**PROBLEM DETAILS**
Gather every line below that contains the word "white", and copy each one out in full.

## START

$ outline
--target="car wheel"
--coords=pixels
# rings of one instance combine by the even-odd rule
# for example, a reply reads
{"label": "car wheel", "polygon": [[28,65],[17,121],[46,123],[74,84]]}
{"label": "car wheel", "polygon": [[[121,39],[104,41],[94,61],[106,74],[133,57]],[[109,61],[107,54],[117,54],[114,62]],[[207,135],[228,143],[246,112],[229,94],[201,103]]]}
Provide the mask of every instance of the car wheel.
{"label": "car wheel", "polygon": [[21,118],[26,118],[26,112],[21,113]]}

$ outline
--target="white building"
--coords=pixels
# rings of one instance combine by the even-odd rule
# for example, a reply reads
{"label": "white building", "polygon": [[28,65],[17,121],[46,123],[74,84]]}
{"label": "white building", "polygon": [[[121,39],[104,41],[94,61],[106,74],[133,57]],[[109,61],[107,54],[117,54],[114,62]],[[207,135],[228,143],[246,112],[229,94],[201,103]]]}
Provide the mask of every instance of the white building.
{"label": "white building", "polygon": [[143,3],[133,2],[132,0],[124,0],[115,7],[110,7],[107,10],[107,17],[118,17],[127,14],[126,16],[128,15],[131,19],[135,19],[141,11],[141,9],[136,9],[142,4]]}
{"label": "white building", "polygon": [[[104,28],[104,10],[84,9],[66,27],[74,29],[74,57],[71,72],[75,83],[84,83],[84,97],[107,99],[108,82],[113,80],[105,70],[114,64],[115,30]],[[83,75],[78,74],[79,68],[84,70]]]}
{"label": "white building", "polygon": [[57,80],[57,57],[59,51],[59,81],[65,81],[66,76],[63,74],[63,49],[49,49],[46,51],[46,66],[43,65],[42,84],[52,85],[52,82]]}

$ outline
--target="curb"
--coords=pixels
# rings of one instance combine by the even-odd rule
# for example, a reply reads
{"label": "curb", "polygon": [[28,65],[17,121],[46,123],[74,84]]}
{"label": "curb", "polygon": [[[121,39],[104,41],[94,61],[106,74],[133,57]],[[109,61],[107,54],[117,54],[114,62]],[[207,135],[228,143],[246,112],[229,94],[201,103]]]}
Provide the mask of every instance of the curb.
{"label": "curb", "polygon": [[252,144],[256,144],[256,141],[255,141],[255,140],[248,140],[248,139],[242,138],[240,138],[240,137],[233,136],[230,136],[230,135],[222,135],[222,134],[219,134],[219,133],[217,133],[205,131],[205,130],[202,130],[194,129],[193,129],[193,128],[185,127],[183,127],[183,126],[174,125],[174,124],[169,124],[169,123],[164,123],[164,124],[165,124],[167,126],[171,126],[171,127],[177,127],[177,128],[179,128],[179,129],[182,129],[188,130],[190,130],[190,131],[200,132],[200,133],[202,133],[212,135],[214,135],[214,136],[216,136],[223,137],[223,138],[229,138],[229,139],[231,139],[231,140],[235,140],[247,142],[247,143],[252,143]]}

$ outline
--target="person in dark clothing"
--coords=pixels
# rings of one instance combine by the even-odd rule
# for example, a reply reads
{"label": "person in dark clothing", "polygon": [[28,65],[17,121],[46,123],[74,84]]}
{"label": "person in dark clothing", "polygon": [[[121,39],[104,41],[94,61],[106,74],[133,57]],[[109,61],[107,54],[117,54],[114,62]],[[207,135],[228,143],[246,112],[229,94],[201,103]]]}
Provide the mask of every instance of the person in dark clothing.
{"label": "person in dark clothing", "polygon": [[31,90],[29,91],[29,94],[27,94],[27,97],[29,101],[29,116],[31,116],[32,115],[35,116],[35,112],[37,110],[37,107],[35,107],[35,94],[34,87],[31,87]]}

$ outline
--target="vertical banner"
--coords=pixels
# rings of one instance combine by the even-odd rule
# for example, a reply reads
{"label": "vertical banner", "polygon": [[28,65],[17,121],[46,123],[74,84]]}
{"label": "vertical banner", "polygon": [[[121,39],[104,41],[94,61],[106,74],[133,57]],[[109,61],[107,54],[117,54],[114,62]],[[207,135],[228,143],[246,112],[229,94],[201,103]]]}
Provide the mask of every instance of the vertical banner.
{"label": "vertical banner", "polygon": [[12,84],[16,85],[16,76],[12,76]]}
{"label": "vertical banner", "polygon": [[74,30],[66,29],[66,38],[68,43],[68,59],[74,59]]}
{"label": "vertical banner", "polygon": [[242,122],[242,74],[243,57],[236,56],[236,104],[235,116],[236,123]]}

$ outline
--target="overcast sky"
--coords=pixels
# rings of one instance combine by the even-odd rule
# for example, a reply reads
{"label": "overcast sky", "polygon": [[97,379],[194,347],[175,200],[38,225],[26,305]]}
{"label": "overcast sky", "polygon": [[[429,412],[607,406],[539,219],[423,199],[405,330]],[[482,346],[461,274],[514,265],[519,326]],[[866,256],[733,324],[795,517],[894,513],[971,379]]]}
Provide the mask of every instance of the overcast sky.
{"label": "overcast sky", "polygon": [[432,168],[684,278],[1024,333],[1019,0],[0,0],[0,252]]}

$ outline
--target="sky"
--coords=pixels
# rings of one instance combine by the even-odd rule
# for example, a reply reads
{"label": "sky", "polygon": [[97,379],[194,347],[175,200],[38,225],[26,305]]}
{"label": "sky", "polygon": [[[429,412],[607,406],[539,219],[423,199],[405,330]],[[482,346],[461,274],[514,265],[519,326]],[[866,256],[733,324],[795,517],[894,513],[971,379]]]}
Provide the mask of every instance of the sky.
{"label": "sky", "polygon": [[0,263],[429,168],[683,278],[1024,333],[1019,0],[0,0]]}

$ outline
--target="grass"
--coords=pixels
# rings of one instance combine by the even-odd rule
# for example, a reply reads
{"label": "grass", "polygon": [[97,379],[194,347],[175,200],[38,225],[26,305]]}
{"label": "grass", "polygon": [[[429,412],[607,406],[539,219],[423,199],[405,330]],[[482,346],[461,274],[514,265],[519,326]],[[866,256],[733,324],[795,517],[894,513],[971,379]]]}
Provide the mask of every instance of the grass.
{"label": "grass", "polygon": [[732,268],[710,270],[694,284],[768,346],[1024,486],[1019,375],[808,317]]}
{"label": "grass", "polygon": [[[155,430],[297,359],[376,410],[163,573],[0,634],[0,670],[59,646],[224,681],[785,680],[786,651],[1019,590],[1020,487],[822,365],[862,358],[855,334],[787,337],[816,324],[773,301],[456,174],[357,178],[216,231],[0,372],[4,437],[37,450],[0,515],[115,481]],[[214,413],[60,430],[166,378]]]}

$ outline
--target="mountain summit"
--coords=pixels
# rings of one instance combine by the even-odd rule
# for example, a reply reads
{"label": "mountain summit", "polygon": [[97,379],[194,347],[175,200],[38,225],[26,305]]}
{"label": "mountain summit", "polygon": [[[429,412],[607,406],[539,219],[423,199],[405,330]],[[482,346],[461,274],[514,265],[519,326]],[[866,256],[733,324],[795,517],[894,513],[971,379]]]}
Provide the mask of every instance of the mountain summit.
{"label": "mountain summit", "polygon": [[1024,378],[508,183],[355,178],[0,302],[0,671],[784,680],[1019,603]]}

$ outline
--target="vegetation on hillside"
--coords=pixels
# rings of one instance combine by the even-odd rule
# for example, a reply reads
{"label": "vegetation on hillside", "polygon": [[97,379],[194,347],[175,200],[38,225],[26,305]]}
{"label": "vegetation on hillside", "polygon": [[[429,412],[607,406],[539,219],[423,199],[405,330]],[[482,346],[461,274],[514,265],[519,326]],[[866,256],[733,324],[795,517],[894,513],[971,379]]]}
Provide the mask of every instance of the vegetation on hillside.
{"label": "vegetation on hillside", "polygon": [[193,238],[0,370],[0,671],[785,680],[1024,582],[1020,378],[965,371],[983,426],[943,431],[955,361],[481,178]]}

## END

**RESPONSE TO THE EXERCISE**
--target="white building"
{"label": "white building", "polygon": [[28,65],[17,121],[46,123],[74,84]]}
{"label": "white building", "polygon": [[[121,39],[104,41],[94,61],[106,74],[133,57]],[[109,61],[107,54],[117,54],[114,62]],[[207,135],[228,143],[246,112],[229,94],[201,103]]]}
Provide the mask of every instance of the white building.
{"label": "white building", "polygon": [[143,3],[133,2],[132,0],[124,0],[115,7],[110,7],[107,10],[107,17],[118,17],[127,14],[126,16],[128,15],[131,19],[135,19],[141,11],[141,9],[136,9],[142,4]]}
{"label": "white building", "polygon": [[[104,28],[104,10],[84,9],[66,27],[74,29],[74,57],[71,72],[75,83],[84,83],[84,97],[107,99],[108,82],[113,80],[105,70],[114,64],[115,30]],[[83,75],[78,74],[79,68],[84,70]]]}
{"label": "white building", "polygon": [[57,80],[57,57],[59,51],[59,81],[65,81],[66,76],[63,74],[63,49],[49,49],[46,51],[46,66],[43,65],[42,84],[52,85],[52,82]]}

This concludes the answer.